Wat wordt gevraagd: Neem alles vanaf de regel met "green foliage, each" tot en met het einde van de records opnieuw over. Vervang daarbij "Markers" overal door "Points", laat de rest ongewijzigd en laat de afbeeldingen weg.

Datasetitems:
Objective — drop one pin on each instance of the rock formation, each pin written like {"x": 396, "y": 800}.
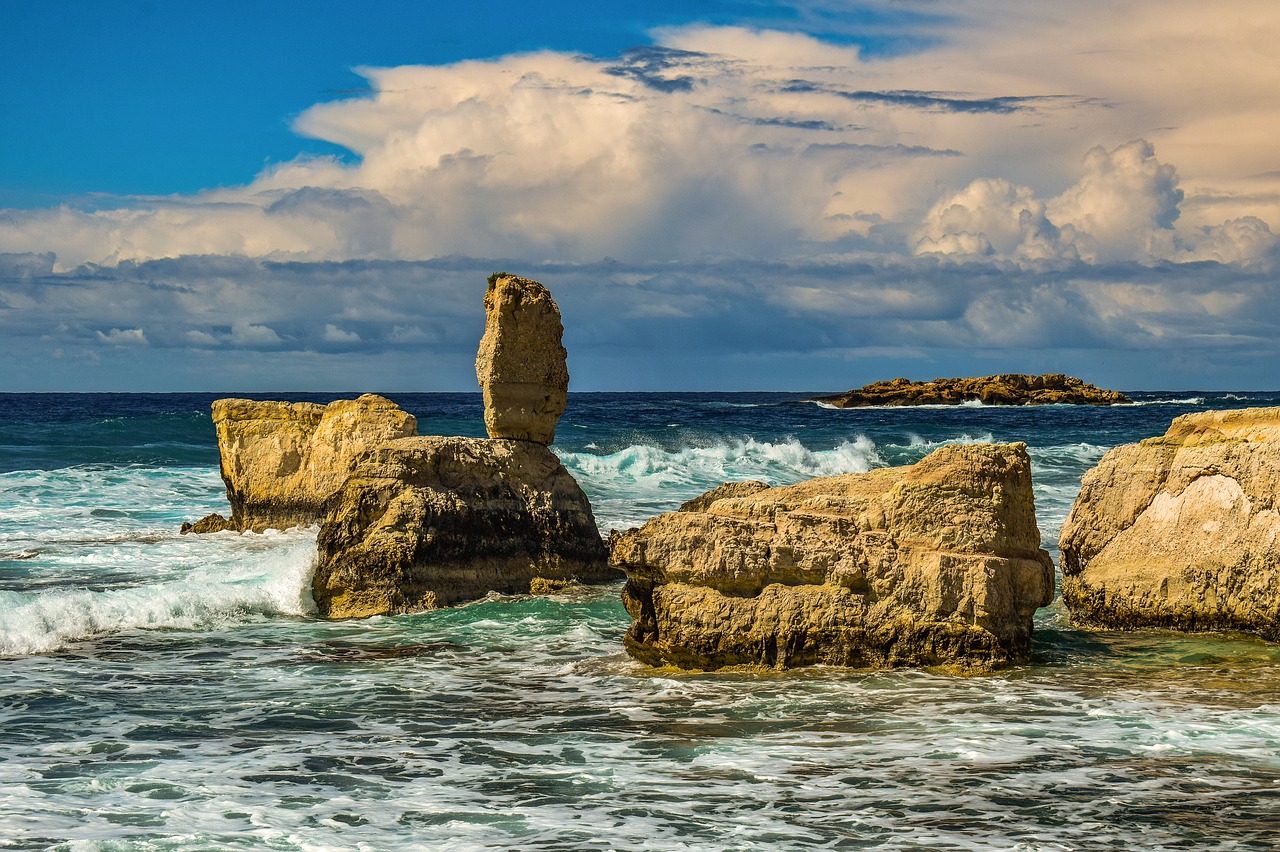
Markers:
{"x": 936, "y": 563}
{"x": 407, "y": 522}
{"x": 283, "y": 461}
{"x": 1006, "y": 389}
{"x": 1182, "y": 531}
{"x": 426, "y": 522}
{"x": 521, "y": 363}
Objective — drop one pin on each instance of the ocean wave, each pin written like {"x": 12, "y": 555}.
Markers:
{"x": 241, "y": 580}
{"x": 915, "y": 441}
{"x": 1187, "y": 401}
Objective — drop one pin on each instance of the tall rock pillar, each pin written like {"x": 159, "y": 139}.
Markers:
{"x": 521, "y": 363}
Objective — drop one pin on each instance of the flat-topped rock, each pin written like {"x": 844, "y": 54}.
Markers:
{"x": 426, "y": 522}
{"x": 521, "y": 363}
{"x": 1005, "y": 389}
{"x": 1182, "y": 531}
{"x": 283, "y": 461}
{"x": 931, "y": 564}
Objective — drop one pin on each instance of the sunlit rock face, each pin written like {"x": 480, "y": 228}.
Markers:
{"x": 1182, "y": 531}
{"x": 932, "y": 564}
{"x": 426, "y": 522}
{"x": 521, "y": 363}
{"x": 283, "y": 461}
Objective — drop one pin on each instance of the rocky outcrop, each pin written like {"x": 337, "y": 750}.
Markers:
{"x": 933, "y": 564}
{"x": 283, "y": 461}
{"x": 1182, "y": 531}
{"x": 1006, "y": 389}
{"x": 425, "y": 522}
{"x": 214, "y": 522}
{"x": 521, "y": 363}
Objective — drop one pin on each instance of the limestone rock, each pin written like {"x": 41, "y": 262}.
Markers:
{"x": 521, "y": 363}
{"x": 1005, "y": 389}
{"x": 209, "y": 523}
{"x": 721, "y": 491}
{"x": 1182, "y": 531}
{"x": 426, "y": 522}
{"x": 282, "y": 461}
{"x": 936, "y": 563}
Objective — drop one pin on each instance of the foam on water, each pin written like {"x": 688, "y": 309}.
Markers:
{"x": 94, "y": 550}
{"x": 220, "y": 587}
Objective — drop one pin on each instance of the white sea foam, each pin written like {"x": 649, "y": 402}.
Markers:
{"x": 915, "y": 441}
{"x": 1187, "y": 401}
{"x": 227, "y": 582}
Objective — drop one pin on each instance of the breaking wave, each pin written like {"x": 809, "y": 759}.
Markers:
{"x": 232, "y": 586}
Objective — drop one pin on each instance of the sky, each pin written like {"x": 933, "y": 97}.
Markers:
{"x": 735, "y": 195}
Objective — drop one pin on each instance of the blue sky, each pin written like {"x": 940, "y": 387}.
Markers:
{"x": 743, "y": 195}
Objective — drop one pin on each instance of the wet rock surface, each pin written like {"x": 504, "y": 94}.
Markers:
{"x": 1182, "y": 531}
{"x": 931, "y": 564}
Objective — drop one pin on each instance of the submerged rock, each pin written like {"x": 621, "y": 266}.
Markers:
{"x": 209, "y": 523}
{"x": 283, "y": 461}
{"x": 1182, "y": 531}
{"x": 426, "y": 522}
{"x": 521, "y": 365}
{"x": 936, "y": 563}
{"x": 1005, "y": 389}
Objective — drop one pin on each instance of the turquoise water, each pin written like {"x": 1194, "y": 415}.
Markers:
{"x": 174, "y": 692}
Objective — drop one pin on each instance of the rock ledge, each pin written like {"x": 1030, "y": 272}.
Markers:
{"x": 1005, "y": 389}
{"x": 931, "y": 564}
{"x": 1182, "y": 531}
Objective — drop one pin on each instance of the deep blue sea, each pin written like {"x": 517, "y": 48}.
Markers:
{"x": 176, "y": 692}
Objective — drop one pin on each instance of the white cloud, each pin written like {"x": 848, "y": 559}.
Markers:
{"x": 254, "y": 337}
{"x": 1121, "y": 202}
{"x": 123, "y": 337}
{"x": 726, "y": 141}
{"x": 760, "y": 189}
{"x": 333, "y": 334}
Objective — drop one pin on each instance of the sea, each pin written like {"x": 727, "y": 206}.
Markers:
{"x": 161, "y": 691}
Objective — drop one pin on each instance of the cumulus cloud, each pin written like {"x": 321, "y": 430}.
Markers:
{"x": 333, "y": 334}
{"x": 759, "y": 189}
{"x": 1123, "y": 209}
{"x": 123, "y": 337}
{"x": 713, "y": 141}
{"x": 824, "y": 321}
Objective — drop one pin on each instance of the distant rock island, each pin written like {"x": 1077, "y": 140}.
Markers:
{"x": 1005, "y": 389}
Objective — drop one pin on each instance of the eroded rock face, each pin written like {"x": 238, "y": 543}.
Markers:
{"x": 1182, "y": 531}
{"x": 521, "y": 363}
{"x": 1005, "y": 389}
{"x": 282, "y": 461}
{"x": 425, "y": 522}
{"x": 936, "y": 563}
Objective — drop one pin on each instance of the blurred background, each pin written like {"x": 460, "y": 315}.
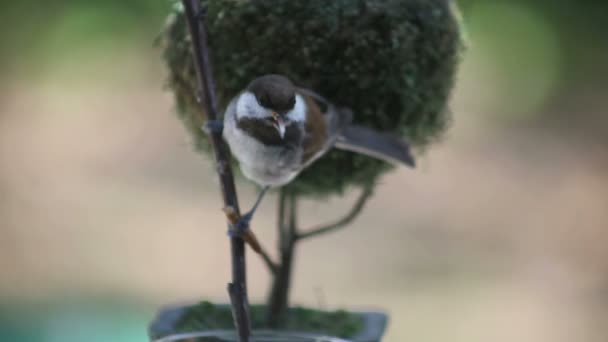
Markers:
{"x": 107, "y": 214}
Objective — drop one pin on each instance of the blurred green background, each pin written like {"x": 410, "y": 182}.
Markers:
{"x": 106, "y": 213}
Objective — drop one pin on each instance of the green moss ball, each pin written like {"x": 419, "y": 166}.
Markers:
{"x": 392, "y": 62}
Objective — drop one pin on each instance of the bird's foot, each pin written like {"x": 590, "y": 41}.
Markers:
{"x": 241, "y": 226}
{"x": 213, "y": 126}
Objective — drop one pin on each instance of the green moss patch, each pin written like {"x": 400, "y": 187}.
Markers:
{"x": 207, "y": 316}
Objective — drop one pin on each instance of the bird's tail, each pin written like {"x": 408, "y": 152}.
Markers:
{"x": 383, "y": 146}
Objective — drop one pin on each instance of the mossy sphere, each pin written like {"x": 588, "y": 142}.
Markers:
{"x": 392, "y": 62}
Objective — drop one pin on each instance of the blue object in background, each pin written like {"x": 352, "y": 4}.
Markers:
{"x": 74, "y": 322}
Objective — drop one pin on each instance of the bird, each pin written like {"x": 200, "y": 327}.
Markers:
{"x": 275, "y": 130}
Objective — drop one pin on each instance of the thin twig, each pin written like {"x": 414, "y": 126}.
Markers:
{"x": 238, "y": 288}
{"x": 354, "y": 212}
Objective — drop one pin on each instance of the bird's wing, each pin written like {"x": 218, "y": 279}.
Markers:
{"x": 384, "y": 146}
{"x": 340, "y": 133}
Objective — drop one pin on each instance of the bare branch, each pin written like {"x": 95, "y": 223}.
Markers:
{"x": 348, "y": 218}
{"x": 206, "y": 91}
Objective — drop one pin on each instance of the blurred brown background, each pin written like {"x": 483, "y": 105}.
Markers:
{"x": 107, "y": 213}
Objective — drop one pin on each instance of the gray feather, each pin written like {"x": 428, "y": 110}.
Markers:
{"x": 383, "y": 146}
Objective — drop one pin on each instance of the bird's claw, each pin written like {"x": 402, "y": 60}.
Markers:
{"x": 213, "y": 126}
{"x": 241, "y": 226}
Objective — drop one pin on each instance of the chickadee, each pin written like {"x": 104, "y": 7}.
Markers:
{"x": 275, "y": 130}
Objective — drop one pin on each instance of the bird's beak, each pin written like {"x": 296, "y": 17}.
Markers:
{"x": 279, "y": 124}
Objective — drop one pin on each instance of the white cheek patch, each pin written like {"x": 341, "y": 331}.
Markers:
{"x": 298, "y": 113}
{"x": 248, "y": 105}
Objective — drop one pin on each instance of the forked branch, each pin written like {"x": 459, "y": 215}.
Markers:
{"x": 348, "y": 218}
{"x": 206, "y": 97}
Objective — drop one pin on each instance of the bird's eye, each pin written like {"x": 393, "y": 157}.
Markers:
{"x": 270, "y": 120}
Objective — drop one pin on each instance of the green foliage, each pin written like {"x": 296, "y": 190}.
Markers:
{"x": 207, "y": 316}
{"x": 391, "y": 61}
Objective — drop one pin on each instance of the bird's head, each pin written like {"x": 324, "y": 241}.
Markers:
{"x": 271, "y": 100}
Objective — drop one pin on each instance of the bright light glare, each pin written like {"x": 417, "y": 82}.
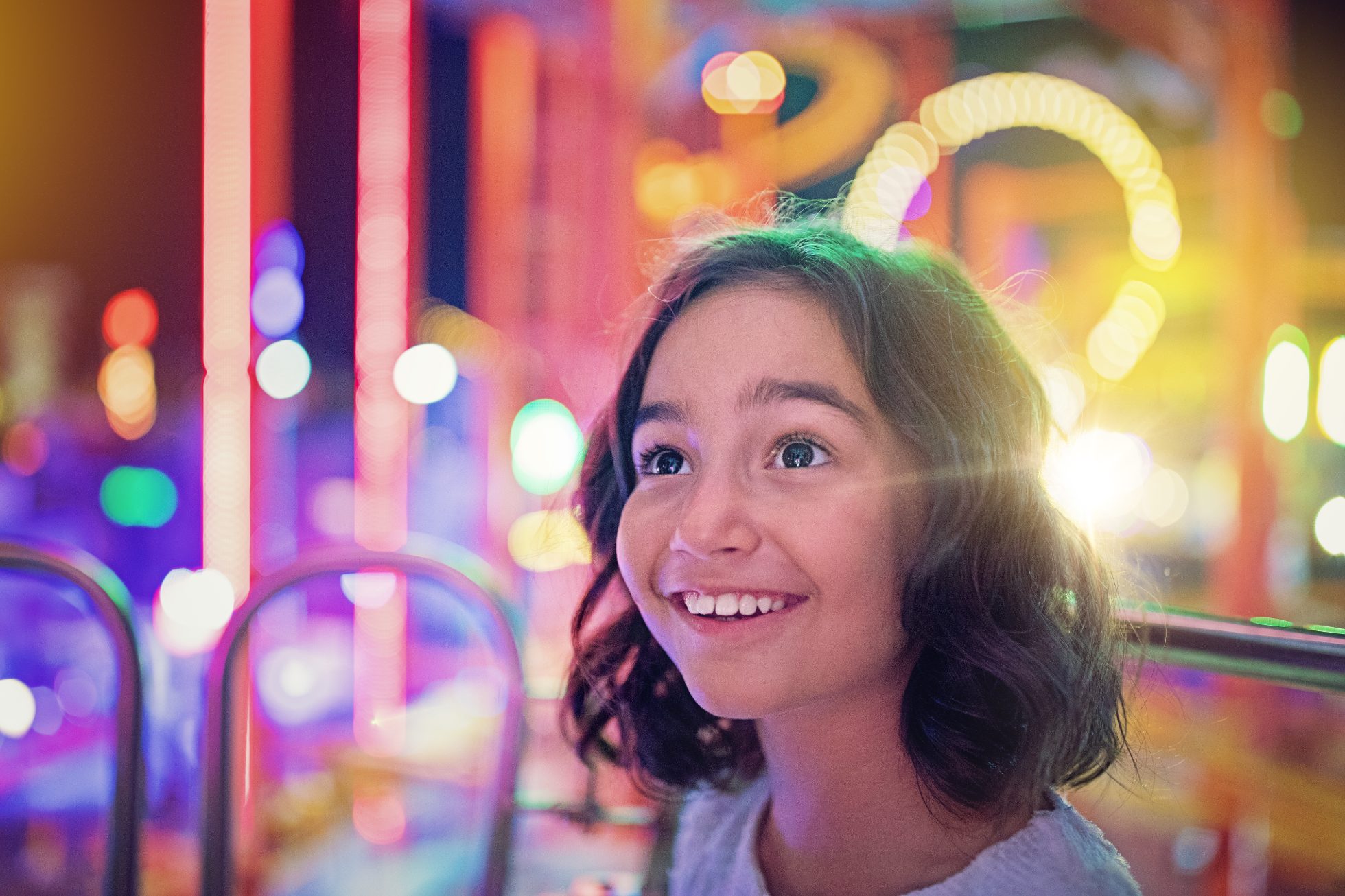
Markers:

De uitgevoerde opdracht:
Objective — drop one pin on each instance of the green foliage, each pin written like {"x": 296, "y": 190}.
Points:
{"x": 207, "y": 316}
{"x": 391, "y": 61}
Objective — drop one pin on each instance of the bird's head, each pin written like {"x": 324, "y": 241}.
Points:
{"x": 271, "y": 100}
Objective — drop one pin on each instance of the bright light glare, each pin written like {"x": 417, "y": 82}.
Points:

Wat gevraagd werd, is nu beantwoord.